ZIEL DER AUFGABE →
Welche Zeilen enthalten genau die Zeichenfolge „exact“? Finde sie und schreib jede vollständig ab, wobei Groß- und Kleinschreibung zählt.

MATERIAL →
========================
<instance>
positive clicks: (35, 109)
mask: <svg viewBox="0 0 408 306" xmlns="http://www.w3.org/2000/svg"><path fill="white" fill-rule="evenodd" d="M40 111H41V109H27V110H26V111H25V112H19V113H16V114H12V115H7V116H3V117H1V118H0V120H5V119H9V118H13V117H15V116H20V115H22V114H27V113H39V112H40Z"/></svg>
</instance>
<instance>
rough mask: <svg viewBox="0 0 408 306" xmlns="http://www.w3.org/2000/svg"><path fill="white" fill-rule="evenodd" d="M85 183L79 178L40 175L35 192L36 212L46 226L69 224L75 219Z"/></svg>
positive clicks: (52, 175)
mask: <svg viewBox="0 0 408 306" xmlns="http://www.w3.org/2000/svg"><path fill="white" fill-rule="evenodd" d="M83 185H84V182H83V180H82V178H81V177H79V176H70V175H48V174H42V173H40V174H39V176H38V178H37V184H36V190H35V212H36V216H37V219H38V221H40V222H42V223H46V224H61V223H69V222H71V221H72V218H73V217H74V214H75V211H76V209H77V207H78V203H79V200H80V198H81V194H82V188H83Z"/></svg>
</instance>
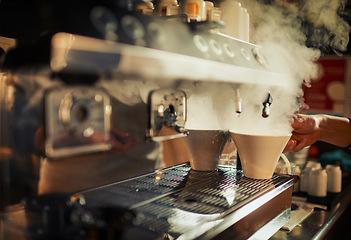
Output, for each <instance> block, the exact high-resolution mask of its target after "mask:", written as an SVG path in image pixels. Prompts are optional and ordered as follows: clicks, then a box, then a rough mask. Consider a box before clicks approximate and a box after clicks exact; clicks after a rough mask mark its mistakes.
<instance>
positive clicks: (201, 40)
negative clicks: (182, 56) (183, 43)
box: [194, 35, 208, 52]
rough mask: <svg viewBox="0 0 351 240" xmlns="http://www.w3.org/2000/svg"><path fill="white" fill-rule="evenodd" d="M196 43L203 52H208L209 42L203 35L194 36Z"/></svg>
mask: <svg viewBox="0 0 351 240" xmlns="http://www.w3.org/2000/svg"><path fill="white" fill-rule="evenodd" d="M194 43H195V46H196V47H197V48H198V49H199V50H200V51H201V52H207V51H208V44H207V42H206V40H205V39H204V38H203V37H201V36H200V35H195V36H194Z"/></svg>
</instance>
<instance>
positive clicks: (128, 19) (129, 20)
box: [121, 15, 145, 40]
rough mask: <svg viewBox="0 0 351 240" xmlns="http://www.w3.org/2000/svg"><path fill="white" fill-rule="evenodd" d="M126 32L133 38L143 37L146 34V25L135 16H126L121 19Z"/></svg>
mask: <svg viewBox="0 0 351 240" xmlns="http://www.w3.org/2000/svg"><path fill="white" fill-rule="evenodd" d="M121 25H122V28H123V30H124V32H125V33H126V34H127V35H128V36H129V37H130V38H132V39H134V40H137V39H141V38H143V37H144V35H145V30H144V26H143V25H142V24H141V23H140V21H139V20H138V19H136V18H135V17H133V16H130V15H127V16H124V17H123V18H122V20H121Z"/></svg>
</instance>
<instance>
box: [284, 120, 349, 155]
mask: <svg viewBox="0 0 351 240" xmlns="http://www.w3.org/2000/svg"><path fill="white" fill-rule="evenodd" d="M291 126H292V127H293V135H292V137H291V139H290V140H289V142H288V144H287V145H286V147H285V149H284V152H290V151H292V152H298V151H300V150H302V149H303V148H304V147H307V146H310V145H311V144H313V143H315V142H316V141H323V142H327V143H330V144H333V145H336V146H339V147H348V146H350V144H351V123H350V120H349V119H348V118H344V117H336V116H331V115H326V114H316V115H304V114H297V115H296V116H295V117H294V119H293V122H292V124H291Z"/></svg>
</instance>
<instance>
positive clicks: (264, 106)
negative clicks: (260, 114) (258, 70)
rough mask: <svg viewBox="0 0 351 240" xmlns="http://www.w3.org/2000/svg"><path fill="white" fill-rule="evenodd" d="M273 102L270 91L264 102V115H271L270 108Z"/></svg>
mask: <svg viewBox="0 0 351 240" xmlns="http://www.w3.org/2000/svg"><path fill="white" fill-rule="evenodd" d="M272 102H273V98H272V96H271V93H270V92H268V97H267V99H266V101H264V102H263V103H262V104H263V109H262V117H264V118H267V117H268V116H269V110H270V106H271V104H272Z"/></svg>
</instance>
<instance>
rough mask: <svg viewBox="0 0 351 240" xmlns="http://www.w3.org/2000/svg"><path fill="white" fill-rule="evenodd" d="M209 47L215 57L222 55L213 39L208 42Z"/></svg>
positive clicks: (220, 51) (220, 46)
mask: <svg viewBox="0 0 351 240" xmlns="http://www.w3.org/2000/svg"><path fill="white" fill-rule="evenodd" d="M210 47H211V49H212V51H214V52H215V53H216V54H217V55H221V54H222V48H221V46H220V45H219V44H218V42H217V41H216V40H214V39H211V40H210Z"/></svg>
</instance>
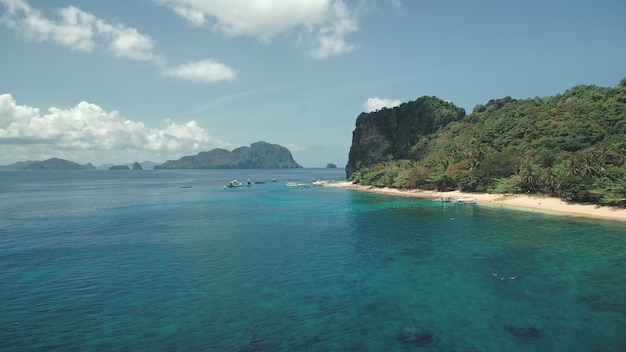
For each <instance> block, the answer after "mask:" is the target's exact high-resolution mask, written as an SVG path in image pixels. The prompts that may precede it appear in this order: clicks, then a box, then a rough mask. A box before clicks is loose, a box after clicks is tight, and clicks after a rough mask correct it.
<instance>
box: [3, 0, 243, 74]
mask: <svg viewBox="0 0 626 352" xmlns="http://www.w3.org/2000/svg"><path fill="white" fill-rule="evenodd" d="M0 4H2V5H4V7H5V8H6V12H5V13H4V15H3V16H2V18H1V19H0V21H1V22H2V23H4V25H6V26H7V27H9V28H11V29H13V30H14V31H16V32H18V33H20V34H22V35H23V36H24V37H25V38H27V39H29V40H34V41H40V42H46V41H48V42H53V43H56V44H58V45H61V46H64V47H68V48H71V49H73V50H78V51H83V52H92V51H94V49H96V48H103V49H105V50H107V51H109V52H110V53H111V54H112V55H113V56H114V57H115V58H119V59H129V60H135V61H146V62H151V63H153V64H155V65H156V66H157V67H159V69H161V71H162V72H163V74H165V75H166V76H171V77H177V78H181V79H186V80H191V81H198V82H209V83H210V82H218V81H224V80H226V81H230V80H233V79H234V78H235V76H236V71H235V70H233V69H232V68H230V67H228V66H226V65H224V64H222V63H219V62H217V61H214V60H204V61H199V62H195V63H190V64H187V65H181V66H178V67H174V68H168V67H167V66H166V64H165V60H164V59H163V58H162V57H161V56H160V55H158V54H156V53H155V52H154V46H155V41H154V40H153V39H152V38H151V37H150V36H148V35H145V34H142V33H140V32H139V31H138V30H137V29H136V28H132V27H127V26H125V25H123V24H119V23H108V22H107V21H105V20H103V19H100V18H98V17H96V16H94V15H92V14H90V13H88V12H85V11H82V10H81V9H78V8H76V7H74V6H70V7H66V8H62V9H60V10H59V11H58V15H59V19H58V20H57V21H53V20H50V19H48V18H46V17H45V16H44V15H43V14H42V13H41V12H40V11H39V10H37V9H35V8H33V7H31V6H30V5H29V4H28V3H27V2H26V1H24V0H0ZM181 15H184V16H186V17H187V18H188V19H189V20H190V21H193V18H194V16H200V15H202V13H201V12H197V11H196V12H195V14H194V11H193V10H189V12H187V13H184V12H183V13H181ZM201 20H202V18H198V19H197V20H196V21H201Z"/></svg>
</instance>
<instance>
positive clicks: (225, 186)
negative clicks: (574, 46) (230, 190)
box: [224, 180, 243, 188]
mask: <svg viewBox="0 0 626 352" xmlns="http://www.w3.org/2000/svg"><path fill="white" fill-rule="evenodd" d="M241 186H243V183H241V182H239V181H237V180H232V181H230V182H228V184H227V185H226V186H224V187H225V188H226V187H228V188H234V187H241Z"/></svg>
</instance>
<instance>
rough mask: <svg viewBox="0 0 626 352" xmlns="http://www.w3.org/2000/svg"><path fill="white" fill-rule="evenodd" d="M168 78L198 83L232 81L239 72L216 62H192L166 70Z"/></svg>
mask: <svg viewBox="0 0 626 352" xmlns="http://www.w3.org/2000/svg"><path fill="white" fill-rule="evenodd" d="M164 74H165V75H166V76H172V77H179V78H183V79H186V80H190V81H196V82H207V83H211V82H218V81H232V80H234V79H235V77H236V76H237V71H235V70H233V69H232V68H230V67H228V66H226V65H224V64H222V63H221V62H217V61H214V60H210V59H209V60H202V61H197V62H190V63H187V64H185V65H180V66H178V67H174V68H171V69H167V70H164Z"/></svg>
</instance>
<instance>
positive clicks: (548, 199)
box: [336, 182, 626, 221]
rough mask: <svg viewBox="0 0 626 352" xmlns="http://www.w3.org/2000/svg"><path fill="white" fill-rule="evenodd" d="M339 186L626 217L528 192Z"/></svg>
mask: <svg viewBox="0 0 626 352" xmlns="http://www.w3.org/2000/svg"><path fill="white" fill-rule="evenodd" d="M336 186H337V187H342V188H349V189H355V190H360V191H367V192H374V193H379V194H386V195H392V196H400V197H414V198H424V199H440V197H442V196H449V197H455V198H473V199H475V200H476V202H477V203H478V204H479V205H485V206H498V207H508V208H516V209H519V210H525V211H531V212H532V211H537V212H542V213H551V214H558V215H568V216H578V217H588V218H598V219H610V220H621V221H626V209H623V208H613V207H602V206H598V205H593V204H578V203H572V202H568V201H566V200H563V199H560V198H556V197H548V196H539V195H525V194H489V193H464V192H460V191H451V192H437V191H424V190H419V189H413V190H402V189H396V188H387V187H385V188H380V187H374V186H363V185H357V184H353V183H352V182H339V183H337V184H336Z"/></svg>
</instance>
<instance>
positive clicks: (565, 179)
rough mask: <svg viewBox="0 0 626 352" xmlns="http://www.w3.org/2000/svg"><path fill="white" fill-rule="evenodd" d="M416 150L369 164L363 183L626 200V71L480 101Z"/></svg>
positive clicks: (440, 188)
mask: <svg viewBox="0 0 626 352" xmlns="http://www.w3.org/2000/svg"><path fill="white" fill-rule="evenodd" d="M416 141H417V142H416V143H415V144H413V145H412V146H410V147H409V148H408V149H407V150H408V151H410V153H407V154H406V155H412V156H413V157H407V158H404V159H396V158H393V157H389V158H388V159H387V160H385V161H383V162H377V163H375V164H371V165H367V166H363V165H362V164H358V163H357V165H359V167H357V170H356V171H355V172H353V173H351V175H349V179H351V180H353V181H357V182H361V183H363V184H369V185H375V186H381V187H383V186H385V187H396V188H423V189H437V190H451V189H461V190H463V191H468V192H492V193H547V194H553V195H555V196H558V197H562V198H568V199H571V200H573V201H578V202H591V203H596V204H601V205H619V206H625V205H626V78H624V79H622V81H621V82H620V83H619V84H618V85H617V86H616V87H615V88H603V87H598V86H594V85H591V86H585V85H580V86H576V87H573V88H571V89H569V90H568V91H566V92H565V93H564V94H558V95H556V96H552V97H544V98H539V97H536V98H533V99H525V100H515V99H512V98H510V97H506V98H503V99H498V100H492V101H490V102H489V103H487V104H486V105H477V106H476V107H475V108H474V111H473V112H472V113H471V114H469V115H466V116H464V117H463V118H462V119H460V120H458V121H451V122H450V123H448V124H447V125H445V126H444V127H442V128H439V129H437V130H435V131H433V132H432V133H428V134H424V135H423V136H420V137H419V139H416Z"/></svg>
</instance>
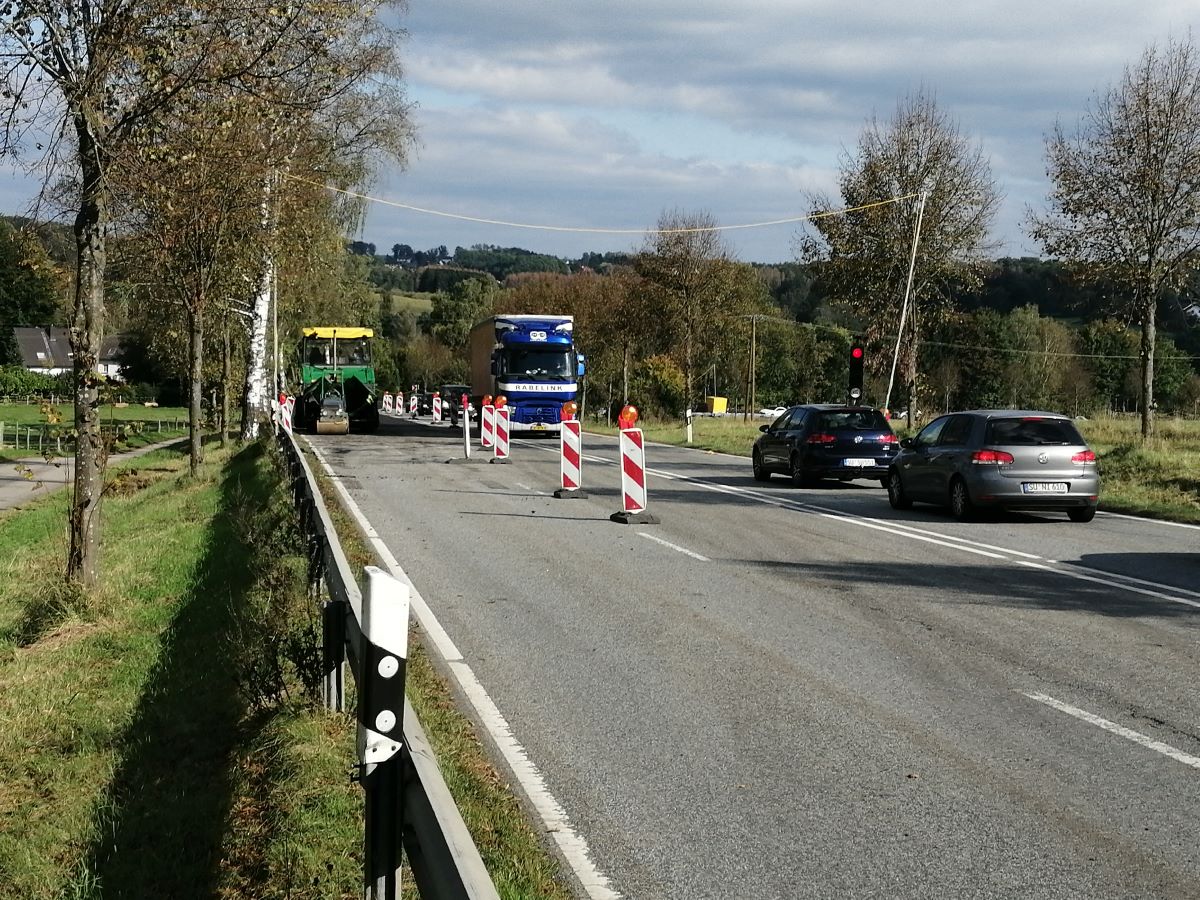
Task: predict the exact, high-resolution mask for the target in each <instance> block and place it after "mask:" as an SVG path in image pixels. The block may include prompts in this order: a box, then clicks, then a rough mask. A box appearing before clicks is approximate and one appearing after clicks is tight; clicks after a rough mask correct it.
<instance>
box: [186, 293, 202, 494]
mask: <svg viewBox="0 0 1200 900" xmlns="http://www.w3.org/2000/svg"><path fill="white" fill-rule="evenodd" d="M187 331H188V337H190V341H191V346H190V350H191V372H190V373H188V391H187V395H188V402H187V437H188V449H190V457H188V469H190V472H191V474H192V475H194V474H196V473H197V472H199V469H200V463H202V462H203V461H204V460H203V456H202V454H203V448H202V442H200V438H202V436H203V428H202V426H203V422H204V420H203V418H202V416H203V413H202V412H200V397H202V392H203V388H204V384H203V371H204V313H203V310H202V307H200V302H199V300H193V304H192V305H191V306H188V308H187Z"/></svg>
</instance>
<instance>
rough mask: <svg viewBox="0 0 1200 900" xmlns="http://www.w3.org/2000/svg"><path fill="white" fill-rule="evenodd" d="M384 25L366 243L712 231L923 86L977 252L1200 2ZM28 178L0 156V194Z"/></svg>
========================
ERGEBNIS DER ÜBUNG →
Output, for each <instance> block, the exact high-resolution mask of its target after "mask:", written as an SVG path in image pixels. Prompts are optional and ordered as follows: clicks, then a box, then a rough mask. Consider a box before clicks approximate and a box after clicks exact; clicks after a rough mask mark its mistakes.
For each <instance> block, the answer after "mask:" is the target's exact high-resolution mask, written as an SVG path in image pixels. The prompts that may precede it appear in this order: clicks, then a box, then a rough mask. A box before clicks is loose, a box after clicks is tight, and clicks after a rough mask correct it.
Task: predict the exact, high-resolution mask for the target in each <instance> block and place it after "mask:" as an SVG path in image pixels. The block may include prompts in this order: a box, then clicks, then a rough mask. A box appearing before clicks is approximate and one appearing after clicks is tight; clicks after a rough mask correct it.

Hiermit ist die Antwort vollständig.